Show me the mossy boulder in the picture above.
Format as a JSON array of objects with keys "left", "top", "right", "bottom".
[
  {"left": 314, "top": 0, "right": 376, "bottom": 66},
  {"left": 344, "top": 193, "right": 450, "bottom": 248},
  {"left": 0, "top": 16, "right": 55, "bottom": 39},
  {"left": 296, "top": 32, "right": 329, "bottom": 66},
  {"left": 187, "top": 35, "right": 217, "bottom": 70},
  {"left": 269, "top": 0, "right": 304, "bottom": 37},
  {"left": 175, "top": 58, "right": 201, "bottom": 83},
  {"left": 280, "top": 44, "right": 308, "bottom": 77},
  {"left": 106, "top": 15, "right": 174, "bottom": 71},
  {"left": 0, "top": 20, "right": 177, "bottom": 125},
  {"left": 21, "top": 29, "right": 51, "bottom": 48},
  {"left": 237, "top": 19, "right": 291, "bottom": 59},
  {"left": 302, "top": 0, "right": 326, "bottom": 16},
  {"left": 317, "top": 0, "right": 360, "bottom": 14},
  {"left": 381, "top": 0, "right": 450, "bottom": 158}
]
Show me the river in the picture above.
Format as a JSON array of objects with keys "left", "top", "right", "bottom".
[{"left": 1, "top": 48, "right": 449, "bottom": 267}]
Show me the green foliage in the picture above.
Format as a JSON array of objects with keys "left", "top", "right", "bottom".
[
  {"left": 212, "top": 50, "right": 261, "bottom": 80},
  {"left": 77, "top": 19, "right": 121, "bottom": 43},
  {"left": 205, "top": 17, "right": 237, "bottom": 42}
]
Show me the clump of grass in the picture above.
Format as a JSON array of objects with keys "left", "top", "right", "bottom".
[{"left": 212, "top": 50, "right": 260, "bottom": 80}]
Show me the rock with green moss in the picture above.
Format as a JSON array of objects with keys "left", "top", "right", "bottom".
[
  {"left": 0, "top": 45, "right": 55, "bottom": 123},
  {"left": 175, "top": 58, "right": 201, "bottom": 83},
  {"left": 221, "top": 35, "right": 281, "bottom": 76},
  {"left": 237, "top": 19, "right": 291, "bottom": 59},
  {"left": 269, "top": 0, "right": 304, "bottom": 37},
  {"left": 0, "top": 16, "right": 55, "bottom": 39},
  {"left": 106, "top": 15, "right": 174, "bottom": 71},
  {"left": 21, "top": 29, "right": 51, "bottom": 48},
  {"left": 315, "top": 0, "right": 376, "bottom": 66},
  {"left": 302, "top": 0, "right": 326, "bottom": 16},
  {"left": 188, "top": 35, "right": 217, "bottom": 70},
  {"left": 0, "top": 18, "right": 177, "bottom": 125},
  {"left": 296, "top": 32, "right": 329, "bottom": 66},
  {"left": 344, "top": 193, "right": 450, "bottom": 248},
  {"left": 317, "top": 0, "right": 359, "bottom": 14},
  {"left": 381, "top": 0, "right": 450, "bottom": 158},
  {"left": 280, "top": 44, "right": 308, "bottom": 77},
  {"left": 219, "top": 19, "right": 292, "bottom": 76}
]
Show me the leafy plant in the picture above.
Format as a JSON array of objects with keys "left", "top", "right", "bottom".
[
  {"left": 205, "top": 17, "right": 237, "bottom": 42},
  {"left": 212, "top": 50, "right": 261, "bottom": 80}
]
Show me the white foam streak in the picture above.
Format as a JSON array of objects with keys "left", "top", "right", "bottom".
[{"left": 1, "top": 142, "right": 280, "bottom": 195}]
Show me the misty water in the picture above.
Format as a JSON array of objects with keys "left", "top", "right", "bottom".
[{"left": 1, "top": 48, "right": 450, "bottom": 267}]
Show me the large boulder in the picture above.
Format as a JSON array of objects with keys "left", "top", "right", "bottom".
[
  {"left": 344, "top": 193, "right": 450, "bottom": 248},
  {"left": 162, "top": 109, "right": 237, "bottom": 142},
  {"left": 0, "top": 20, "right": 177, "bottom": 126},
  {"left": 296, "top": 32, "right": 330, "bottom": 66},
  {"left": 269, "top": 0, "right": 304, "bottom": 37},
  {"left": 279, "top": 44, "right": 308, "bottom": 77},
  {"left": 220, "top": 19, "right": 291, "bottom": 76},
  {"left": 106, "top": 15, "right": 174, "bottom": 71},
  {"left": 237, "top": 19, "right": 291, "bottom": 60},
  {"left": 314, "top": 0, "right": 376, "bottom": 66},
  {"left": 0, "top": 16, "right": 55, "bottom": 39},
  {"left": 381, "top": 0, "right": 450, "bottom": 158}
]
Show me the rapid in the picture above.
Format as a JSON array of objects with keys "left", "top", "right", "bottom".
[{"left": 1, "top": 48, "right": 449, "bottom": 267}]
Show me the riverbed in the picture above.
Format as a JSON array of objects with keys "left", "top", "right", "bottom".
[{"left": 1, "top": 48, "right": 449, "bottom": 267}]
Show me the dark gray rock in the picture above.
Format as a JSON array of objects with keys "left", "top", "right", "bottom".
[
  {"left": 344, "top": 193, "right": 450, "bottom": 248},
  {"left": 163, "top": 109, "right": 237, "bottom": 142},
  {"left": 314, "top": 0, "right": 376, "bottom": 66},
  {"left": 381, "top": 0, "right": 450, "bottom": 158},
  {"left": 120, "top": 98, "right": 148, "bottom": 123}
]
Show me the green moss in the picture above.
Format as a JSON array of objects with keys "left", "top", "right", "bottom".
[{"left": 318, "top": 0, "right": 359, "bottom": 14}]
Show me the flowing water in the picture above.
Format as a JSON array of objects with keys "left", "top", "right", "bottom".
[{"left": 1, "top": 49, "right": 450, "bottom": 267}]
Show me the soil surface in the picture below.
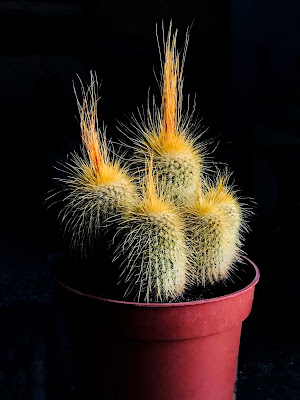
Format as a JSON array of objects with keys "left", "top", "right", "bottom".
[{"left": 53, "top": 252, "right": 256, "bottom": 303}]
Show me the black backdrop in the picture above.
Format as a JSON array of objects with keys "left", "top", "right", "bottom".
[{"left": 0, "top": 1, "right": 299, "bottom": 399}]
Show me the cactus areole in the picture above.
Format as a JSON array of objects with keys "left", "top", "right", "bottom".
[{"left": 53, "top": 256, "right": 259, "bottom": 400}]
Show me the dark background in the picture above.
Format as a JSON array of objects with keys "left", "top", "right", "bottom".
[{"left": 0, "top": 1, "right": 299, "bottom": 399}]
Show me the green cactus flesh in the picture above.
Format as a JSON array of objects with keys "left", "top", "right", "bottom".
[{"left": 154, "top": 150, "right": 201, "bottom": 204}]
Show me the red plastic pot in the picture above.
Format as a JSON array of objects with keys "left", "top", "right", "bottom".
[{"left": 54, "top": 256, "right": 259, "bottom": 400}]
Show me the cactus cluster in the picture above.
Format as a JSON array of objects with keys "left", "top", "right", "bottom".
[{"left": 51, "top": 24, "right": 250, "bottom": 302}]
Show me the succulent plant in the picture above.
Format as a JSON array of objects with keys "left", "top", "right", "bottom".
[
  {"left": 122, "top": 23, "right": 206, "bottom": 205},
  {"left": 49, "top": 24, "right": 251, "bottom": 303},
  {"left": 51, "top": 73, "right": 136, "bottom": 256},
  {"left": 113, "top": 160, "right": 188, "bottom": 302},
  {"left": 185, "top": 175, "right": 245, "bottom": 286}
]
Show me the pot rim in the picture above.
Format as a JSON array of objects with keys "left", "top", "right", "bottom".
[{"left": 54, "top": 255, "right": 260, "bottom": 308}]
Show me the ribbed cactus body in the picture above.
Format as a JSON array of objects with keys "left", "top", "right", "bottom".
[
  {"left": 153, "top": 146, "right": 201, "bottom": 204},
  {"left": 186, "top": 181, "right": 242, "bottom": 286},
  {"left": 115, "top": 167, "right": 188, "bottom": 302},
  {"left": 59, "top": 156, "right": 136, "bottom": 255},
  {"left": 53, "top": 72, "right": 137, "bottom": 255},
  {"left": 126, "top": 24, "right": 205, "bottom": 205},
  {"left": 205, "top": 182, "right": 242, "bottom": 245},
  {"left": 120, "top": 210, "right": 187, "bottom": 302}
]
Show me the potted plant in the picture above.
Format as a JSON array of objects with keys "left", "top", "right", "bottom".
[{"left": 49, "top": 23, "right": 259, "bottom": 400}]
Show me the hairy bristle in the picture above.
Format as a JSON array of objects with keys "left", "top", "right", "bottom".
[
  {"left": 161, "top": 23, "right": 181, "bottom": 143},
  {"left": 75, "top": 72, "right": 105, "bottom": 173}
]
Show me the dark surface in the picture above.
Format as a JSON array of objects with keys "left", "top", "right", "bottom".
[{"left": 0, "top": 1, "right": 299, "bottom": 399}]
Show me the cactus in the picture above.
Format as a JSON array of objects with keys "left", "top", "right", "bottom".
[
  {"left": 53, "top": 73, "right": 136, "bottom": 255},
  {"left": 185, "top": 175, "right": 245, "bottom": 286},
  {"left": 204, "top": 174, "right": 245, "bottom": 244},
  {"left": 123, "top": 23, "right": 206, "bottom": 205},
  {"left": 114, "top": 160, "right": 188, "bottom": 302},
  {"left": 48, "top": 25, "right": 253, "bottom": 303}
]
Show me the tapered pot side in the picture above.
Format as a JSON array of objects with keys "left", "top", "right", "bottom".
[{"left": 54, "top": 256, "right": 259, "bottom": 400}]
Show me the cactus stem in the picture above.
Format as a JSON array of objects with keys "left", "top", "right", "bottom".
[
  {"left": 185, "top": 172, "right": 247, "bottom": 286},
  {"left": 50, "top": 72, "right": 136, "bottom": 255},
  {"left": 113, "top": 161, "right": 188, "bottom": 302}
]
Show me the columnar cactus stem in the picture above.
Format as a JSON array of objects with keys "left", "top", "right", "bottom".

┄┄┄┄┄┄┄┄┄┄┄┄┄┄┄┄┄┄┄┄

▸ **Your goal**
Would you please copy, word for word, everything above from the line containing "Show me the cactus areole" down to the line containing "Show me the succulent", those two lines included?

▸ **The answer**
Show me the cactus areole in the picture above.
Format as a JSON array of objects with keys "left", "top", "right", "bottom".
[{"left": 53, "top": 256, "right": 259, "bottom": 400}]
Show me the dark background in the picture above.
Format as a JSON array of objects with keys "left", "top", "right", "bottom".
[{"left": 0, "top": 1, "right": 299, "bottom": 399}]
Show me the green cactus flesh in the picture above.
Format as a JSON array of objects with keys "left", "top", "right", "bottom".
[{"left": 154, "top": 150, "right": 201, "bottom": 204}]
Show me the red plastic pot in the picture above.
Format as a JSON array of objects with keys "left", "top", "right", "bottom".
[{"left": 54, "top": 256, "right": 259, "bottom": 400}]
Show me the cactus cluster in the picture above.
Format as a JSON array of objects with keys "left", "top", "right", "bottom".
[{"left": 51, "top": 24, "right": 250, "bottom": 302}]
Show me the succulent plant in the picture above.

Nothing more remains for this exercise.